┌────────
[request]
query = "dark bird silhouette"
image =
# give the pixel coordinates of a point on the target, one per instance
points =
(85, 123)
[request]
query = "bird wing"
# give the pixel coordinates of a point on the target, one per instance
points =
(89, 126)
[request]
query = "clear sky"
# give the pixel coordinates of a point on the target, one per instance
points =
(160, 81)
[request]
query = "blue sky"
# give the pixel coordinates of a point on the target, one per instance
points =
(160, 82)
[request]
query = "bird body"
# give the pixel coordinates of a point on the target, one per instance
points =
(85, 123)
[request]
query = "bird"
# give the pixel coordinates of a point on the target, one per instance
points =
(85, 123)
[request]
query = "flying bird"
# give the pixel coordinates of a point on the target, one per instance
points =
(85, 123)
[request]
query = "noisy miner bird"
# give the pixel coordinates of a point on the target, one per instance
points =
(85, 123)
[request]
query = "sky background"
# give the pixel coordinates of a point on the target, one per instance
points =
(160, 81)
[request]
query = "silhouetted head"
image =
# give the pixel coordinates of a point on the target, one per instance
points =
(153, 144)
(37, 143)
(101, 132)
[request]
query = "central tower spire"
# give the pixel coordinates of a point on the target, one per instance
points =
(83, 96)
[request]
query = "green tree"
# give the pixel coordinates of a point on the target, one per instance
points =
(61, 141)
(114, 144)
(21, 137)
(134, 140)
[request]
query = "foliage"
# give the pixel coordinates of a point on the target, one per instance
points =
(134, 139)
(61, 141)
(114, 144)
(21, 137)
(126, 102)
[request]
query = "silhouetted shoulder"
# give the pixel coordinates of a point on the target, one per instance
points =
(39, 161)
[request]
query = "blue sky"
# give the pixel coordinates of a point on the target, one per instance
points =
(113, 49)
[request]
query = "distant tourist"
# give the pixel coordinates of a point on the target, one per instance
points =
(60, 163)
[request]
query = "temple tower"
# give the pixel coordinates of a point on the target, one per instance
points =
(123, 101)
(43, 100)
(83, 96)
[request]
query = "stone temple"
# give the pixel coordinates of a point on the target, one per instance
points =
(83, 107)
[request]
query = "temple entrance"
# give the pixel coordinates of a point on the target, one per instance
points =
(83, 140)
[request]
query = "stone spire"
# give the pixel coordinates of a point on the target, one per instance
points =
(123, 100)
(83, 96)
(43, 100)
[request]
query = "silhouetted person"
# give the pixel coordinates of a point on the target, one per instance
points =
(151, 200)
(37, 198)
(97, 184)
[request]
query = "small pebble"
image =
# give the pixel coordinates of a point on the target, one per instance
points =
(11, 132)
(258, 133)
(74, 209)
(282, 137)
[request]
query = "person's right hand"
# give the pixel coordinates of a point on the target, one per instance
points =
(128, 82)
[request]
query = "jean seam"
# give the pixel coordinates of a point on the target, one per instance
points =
└────────
> What to produce
Pick out each line of the material above that contains the string "person".

> Exercise output
query = "silhouetted person"
query = "person's right hand"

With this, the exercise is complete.